→ WHAT IS BEING ASKED:
Reproduce word for word the lines of the material that start with the line containing "Identify the mist" and run through the end of the material.

→ PROVIDED DATA:
________________

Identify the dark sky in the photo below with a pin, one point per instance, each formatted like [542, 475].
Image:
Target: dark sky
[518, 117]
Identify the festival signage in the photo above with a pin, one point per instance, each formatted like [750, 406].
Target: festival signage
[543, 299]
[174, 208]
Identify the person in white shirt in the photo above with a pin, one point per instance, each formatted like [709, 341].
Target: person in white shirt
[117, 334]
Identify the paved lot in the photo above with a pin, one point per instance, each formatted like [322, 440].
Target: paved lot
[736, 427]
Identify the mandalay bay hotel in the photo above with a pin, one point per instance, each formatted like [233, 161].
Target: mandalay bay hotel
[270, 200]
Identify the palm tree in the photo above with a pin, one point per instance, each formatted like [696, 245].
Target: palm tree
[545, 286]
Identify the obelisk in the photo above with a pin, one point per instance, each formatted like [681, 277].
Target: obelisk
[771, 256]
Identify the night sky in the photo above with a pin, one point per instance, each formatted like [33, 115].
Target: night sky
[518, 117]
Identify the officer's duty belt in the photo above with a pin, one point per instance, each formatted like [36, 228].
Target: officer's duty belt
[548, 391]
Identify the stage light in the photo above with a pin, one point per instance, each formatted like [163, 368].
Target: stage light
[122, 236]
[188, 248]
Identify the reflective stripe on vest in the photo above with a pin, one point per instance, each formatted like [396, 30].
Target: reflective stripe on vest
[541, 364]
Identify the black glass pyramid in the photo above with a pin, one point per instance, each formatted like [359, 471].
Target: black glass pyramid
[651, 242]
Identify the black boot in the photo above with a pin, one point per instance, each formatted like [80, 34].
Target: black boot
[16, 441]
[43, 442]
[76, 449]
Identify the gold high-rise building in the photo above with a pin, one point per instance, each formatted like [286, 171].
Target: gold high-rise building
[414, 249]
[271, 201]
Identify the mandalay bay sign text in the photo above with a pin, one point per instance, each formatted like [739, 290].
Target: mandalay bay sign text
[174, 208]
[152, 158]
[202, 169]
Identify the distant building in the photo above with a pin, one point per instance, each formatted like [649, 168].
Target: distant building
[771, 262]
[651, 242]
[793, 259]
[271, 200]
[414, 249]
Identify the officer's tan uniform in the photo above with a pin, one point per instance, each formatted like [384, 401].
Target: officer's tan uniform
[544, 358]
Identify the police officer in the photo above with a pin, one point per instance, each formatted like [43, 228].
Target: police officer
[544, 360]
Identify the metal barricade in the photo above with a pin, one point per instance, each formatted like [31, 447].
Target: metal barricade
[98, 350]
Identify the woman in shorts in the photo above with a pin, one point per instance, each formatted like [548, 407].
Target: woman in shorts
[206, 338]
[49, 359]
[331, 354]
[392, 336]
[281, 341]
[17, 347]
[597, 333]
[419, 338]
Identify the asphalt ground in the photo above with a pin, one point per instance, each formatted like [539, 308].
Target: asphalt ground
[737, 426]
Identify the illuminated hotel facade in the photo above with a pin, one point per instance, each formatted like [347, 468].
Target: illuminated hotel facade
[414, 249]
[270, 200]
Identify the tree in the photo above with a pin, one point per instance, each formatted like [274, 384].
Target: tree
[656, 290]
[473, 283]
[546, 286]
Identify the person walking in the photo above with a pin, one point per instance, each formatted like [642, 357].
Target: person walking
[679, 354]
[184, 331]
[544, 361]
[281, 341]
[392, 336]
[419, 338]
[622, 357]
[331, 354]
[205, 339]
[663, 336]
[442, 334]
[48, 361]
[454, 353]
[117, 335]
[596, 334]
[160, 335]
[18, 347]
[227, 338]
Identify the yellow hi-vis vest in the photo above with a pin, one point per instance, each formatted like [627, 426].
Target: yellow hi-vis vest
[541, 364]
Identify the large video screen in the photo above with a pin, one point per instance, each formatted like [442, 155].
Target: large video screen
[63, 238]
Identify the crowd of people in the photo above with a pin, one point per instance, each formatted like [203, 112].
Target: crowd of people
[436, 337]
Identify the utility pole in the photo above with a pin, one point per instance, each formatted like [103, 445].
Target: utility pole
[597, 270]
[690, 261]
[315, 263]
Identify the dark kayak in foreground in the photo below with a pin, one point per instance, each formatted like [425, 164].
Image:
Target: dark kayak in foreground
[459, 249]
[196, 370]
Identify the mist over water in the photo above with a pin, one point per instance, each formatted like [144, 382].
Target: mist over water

________________

→ EXERCISE OUTPUT:
Identify the mist over water in the photo above with a pin, one point per instance, each formatted like [144, 382].
Target: mist over water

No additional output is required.